----- DATA FOR THIS EXERCISE

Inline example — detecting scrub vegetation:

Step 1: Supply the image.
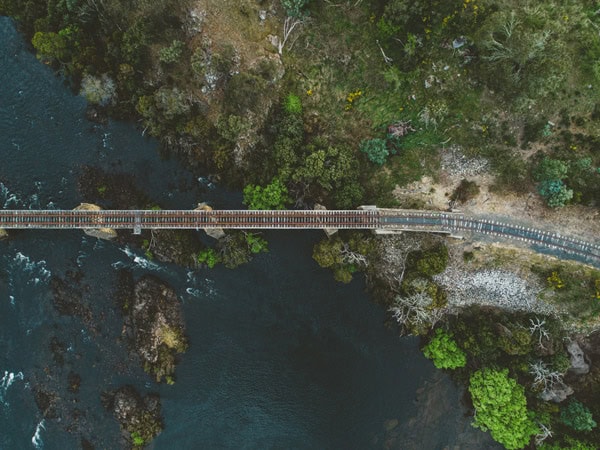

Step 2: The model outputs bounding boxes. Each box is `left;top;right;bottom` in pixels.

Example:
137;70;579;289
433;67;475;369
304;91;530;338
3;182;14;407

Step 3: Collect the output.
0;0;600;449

----------
----- DATA FOR THIS EXERCISE

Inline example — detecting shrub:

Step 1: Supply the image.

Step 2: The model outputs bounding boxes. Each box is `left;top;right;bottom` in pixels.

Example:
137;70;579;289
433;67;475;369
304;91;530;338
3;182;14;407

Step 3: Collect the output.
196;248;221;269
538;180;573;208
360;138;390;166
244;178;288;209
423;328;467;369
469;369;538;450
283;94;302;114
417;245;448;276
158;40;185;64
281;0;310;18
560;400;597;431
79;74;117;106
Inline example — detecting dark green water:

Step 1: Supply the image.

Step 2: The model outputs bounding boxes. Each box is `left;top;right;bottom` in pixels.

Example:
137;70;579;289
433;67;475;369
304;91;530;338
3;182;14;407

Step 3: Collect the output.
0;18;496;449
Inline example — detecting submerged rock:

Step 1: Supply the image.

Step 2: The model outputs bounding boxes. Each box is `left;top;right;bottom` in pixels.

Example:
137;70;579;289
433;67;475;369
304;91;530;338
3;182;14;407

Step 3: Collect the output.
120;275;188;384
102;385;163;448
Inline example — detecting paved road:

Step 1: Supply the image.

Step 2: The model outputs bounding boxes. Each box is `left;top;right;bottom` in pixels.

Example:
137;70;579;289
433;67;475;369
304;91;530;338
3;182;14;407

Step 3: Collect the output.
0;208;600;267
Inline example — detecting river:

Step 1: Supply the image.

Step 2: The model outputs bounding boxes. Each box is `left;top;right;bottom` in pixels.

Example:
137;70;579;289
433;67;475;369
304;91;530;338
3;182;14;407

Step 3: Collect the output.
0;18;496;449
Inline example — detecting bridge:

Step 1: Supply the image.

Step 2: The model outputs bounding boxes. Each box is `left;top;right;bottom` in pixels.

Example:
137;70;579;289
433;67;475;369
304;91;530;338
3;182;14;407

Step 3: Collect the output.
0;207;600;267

----------

### EXERCISE GOAL
Write out the lines from the one containing "Inline example — detecting dark" to the one containing "0;208;600;267", both included, without changing anything.

### SOLUTION
Inline example — detecting dark green water:

Step 1: Supply the image.

Step 2: The model outputs bounding boxes. Each box is `left;top;right;bottom` in pixels.

Example:
137;70;579;289
433;67;475;369
304;91;530;338
3;182;14;407

Step 3: Collect the output.
0;18;496;449
Inline example — detecting submerged rock:

Step 1: Supply the image.

Step 2: The model outputs bounding boxes. Each box is `left;top;right;bottom` in pixels.

Example:
137;70;579;289
433;67;475;369
304;91;530;338
3;182;14;407

Step 3: Collect the output.
120;275;188;384
102;385;163;448
Inline example — detecting paved road:

Step 1: Supply the image.

Step 2: The model outputs bounding boxes. Each box is `left;top;right;bottom` in pixels.

Example:
137;70;579;289
433;67;475;369
304;91;530;338
3;182;14;407

Step 3: Collect the output.
0;208;600;267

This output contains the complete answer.